## Exercise goal
Return the entries below in full. Keep every word as it is.

## Extracted data
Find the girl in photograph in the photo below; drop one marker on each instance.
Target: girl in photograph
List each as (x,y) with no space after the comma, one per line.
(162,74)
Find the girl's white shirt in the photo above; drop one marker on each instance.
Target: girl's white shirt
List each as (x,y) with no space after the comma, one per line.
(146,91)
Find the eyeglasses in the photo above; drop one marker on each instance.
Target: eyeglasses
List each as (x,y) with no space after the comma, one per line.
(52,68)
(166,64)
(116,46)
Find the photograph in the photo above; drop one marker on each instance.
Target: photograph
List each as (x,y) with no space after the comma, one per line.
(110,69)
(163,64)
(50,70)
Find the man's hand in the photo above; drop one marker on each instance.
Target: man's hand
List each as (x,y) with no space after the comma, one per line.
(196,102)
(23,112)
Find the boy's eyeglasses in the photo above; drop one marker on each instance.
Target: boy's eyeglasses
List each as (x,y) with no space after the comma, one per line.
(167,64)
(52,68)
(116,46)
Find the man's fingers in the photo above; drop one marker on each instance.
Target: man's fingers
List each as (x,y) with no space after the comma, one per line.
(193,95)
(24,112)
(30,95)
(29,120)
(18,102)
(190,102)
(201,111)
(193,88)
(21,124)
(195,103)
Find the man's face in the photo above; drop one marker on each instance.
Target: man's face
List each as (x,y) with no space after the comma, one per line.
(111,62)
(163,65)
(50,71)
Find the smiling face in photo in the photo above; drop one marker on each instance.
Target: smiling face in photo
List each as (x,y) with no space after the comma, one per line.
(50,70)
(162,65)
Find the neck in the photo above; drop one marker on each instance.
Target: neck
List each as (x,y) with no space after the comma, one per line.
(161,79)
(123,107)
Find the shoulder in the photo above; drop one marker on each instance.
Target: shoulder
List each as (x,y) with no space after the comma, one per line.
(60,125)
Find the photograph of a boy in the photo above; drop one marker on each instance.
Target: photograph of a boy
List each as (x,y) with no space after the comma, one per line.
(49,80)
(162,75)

## Written solution
Find the girl in photograph in the photo below; drop one marker on each instance.
Target: girl in photograph
List each as (x,y) with no space after the comma, one per line.
(162,74)
Find the girl's white shirt in the photo above; drop one marker on each instance.
Target: girl's white shirt
List each as (x,y) with no space after the comma, one per line.
(146,91)
Find the eyeglasses in the photo above; drop one marker on each instance.
Target: eyeglasses
List each as (x,y) with no space after the comma, one per line.
(52,68)
(166,64)
(116,46)
Find the photograph in the photo above; drop one marker on each instance.
Target: photograph
List each as (x,y) with no space after the comma, one per line.
(110,69)
(163,64)
(50,70)
Find the man's hand in the photo above; drop one marker on each instance.
Target: man's hand
List each as (x,y) with no space after the comma, one per line.
(196,102)
(23,112)
Find the boy's eyeglasses in the photo above; drop one marker on each instance.
Target: boy's eyeglasses
List each as (x,y) with no space after the comma, one per line.
(167,64)
(52,68)
(116,46)
Find the man's fingers in the photo above; drop one marker on each instance.
Target: man's fingers
List each as (x,y) with no space after the comma, one per line.
(193,95)
(24,112)
(30,95)
(29,120)
(18,102)
(190,102)
(201,111)
(193,88)
(21,124)
(195,103)
Find the man's face in the photo above; drop one marker on each instance.
Target: man's face
List each as (x,y) with no space after the comma, one per line.
(111,62)
(163,65)
(50,71)
Find the smiling face in photo in the photo above; drop one marker on each instance.
Target: smiling face in photo
List each as (x,y) with no space after the comma, one per line.
(50,70)
(162,65)
Find the neck in the photo above; drop one marker on each instance.
Target: neck
List each as (x,y) with no space after the comma, one per line.
(161,79)
(123,107)
Find the shoulder in the photo above; drop one marker on each instance.
Target: shoulder
List each as (x,y) with no space after the comma, one per line.
(60,125)
Find the photograph of a boy in the photo above; drop one marker on each instance.
Target: photograph of a boy
List each as (x,y) with no space after the comma, one per line.
(49,80)
(162,75)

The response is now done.